▸ **THE PROBLEM**
Please copy out every line starting at the one containing "Target: black trousers" and ending at the one containing "438,132 -> 674,470", multiplying each box coordinate by 1.4 and rounding to whole numbers, with halves rounded up. Leave all other text as it is, including the sample coordinates in the format lines.
━━━━━━
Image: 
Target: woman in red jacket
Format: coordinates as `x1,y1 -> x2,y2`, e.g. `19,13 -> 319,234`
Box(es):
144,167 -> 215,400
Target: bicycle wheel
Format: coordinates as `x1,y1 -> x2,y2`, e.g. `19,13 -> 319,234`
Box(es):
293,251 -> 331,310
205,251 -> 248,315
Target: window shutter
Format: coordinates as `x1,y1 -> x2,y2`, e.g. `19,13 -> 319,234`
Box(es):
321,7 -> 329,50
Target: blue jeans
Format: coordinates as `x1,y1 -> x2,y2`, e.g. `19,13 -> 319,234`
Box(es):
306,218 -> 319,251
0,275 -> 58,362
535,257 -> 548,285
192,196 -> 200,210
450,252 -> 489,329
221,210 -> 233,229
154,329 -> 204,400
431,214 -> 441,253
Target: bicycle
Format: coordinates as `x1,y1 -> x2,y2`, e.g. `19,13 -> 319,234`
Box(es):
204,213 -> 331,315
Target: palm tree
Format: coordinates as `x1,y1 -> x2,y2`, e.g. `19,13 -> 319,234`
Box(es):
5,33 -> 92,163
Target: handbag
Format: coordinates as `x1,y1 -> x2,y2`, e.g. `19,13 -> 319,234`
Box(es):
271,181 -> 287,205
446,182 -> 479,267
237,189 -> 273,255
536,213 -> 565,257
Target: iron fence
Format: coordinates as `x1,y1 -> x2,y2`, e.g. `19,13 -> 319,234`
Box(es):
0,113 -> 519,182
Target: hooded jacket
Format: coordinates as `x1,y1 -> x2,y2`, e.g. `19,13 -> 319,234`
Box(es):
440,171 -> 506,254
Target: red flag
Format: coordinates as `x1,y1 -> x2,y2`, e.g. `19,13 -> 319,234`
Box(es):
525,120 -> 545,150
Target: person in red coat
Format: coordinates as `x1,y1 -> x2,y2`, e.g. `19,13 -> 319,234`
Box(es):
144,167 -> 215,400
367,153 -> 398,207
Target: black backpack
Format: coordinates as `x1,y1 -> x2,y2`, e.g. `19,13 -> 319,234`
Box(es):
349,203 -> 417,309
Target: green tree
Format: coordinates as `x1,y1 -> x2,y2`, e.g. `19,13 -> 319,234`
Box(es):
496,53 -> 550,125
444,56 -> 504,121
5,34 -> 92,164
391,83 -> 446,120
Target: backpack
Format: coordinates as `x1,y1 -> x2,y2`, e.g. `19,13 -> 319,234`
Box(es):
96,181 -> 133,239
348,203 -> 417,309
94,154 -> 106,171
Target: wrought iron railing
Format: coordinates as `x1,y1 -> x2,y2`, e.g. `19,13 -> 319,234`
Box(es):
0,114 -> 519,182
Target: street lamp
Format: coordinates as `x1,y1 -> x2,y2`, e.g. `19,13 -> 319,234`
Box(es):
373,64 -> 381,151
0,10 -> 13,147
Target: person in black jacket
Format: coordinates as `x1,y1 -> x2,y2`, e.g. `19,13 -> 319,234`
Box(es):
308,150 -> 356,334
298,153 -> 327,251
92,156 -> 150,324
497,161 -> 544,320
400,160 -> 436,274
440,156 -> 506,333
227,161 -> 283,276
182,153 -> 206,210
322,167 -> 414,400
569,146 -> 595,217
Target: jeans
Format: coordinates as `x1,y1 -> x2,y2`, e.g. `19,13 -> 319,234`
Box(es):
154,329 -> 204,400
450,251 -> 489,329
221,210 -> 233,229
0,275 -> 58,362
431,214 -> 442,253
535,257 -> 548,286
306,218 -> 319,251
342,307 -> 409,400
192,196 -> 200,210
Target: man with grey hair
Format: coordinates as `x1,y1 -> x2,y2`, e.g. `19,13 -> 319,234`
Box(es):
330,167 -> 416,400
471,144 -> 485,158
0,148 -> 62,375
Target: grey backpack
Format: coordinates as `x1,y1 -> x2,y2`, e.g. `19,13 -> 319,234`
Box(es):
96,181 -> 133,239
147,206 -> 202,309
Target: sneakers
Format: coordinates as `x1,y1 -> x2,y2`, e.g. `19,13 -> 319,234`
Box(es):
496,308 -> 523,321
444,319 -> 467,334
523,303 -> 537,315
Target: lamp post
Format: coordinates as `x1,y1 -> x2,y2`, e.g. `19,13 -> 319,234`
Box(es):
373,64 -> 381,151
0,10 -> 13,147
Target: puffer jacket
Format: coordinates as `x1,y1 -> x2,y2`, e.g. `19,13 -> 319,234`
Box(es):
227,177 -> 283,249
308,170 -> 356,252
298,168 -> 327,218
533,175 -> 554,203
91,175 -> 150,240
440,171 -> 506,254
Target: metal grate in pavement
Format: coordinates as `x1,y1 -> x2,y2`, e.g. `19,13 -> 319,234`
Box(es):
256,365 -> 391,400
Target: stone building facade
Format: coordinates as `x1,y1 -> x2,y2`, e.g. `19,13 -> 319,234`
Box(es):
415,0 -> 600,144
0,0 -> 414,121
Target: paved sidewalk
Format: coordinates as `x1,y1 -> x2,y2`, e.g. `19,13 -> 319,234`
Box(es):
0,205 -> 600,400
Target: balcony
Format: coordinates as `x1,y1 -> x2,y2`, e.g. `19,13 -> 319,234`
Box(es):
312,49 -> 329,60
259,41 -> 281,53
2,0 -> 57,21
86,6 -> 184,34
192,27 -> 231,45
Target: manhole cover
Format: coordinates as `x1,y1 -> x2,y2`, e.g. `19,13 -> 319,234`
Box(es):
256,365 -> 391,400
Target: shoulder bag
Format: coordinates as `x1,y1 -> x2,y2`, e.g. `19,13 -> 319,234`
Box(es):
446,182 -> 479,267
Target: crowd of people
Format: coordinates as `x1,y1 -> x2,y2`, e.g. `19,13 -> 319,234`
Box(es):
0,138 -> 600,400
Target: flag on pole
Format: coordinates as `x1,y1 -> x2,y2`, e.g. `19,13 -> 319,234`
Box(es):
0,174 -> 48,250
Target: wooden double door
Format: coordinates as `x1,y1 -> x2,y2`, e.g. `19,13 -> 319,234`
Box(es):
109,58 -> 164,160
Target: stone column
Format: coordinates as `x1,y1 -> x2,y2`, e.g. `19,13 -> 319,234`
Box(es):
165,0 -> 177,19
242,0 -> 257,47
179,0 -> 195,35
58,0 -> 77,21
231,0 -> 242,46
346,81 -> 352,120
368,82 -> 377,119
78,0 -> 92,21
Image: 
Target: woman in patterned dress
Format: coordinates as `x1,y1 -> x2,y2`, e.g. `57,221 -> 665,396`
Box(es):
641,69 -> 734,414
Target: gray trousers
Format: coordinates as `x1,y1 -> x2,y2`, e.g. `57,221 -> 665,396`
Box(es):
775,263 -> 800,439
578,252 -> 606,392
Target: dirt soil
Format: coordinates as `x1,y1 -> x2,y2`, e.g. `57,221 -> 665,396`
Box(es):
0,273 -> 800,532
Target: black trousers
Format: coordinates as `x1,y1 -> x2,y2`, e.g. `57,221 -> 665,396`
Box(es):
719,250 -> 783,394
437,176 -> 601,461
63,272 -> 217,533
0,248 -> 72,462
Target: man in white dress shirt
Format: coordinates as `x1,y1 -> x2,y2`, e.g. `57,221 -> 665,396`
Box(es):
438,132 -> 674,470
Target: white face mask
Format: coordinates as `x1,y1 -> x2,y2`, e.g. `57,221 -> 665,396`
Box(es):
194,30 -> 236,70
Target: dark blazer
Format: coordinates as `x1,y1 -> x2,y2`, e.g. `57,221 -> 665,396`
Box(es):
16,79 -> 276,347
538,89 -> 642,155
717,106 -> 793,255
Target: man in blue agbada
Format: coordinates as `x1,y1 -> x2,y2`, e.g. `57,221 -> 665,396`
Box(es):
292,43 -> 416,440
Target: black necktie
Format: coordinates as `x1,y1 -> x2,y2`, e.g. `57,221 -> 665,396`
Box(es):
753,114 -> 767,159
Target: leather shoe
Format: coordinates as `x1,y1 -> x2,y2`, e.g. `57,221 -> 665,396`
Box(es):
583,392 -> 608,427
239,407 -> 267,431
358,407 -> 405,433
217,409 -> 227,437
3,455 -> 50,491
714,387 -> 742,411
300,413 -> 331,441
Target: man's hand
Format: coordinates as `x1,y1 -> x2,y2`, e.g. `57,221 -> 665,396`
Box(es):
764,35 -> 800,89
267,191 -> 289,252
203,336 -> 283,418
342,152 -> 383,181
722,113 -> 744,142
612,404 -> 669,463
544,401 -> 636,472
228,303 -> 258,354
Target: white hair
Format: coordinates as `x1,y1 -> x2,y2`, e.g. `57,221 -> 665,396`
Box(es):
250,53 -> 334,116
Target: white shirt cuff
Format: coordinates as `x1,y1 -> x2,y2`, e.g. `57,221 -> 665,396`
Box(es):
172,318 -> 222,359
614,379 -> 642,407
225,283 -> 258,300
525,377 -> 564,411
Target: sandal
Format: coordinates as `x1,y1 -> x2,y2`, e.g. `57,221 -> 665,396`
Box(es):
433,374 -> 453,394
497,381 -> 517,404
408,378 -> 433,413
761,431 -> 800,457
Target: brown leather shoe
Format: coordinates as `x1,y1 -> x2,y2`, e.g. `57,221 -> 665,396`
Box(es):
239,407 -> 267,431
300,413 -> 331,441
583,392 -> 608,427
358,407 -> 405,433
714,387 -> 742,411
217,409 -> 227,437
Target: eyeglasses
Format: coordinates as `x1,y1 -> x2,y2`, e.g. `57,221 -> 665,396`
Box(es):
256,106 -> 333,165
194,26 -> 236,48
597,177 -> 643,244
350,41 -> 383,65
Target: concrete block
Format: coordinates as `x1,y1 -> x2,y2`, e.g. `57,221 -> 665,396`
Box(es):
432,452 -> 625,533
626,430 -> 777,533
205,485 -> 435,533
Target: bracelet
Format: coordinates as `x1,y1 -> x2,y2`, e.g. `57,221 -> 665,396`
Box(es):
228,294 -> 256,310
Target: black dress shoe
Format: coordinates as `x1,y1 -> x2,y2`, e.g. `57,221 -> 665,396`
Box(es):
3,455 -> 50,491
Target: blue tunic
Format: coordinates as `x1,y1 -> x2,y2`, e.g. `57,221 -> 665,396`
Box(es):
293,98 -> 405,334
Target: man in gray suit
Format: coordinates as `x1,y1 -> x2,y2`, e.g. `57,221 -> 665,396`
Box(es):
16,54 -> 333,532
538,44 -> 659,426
━━━━━━
▸ **RESULT**
Target: black trousers
Format: coordinates as `x1,y1 -> x2,y2`, e.g. `57,221 -> 665,396`
Box(es):
1007,350 -> 1096,552
612,246 -> 841,645
88,381 -> 304,746
0,347 -> 101,647
Target: man in white dress shirt
Format: coordinates as `x1,y1 -> x2,y2`, e.g. `57,221 -> 665,396`
Box(es):
613,185 -> 944,658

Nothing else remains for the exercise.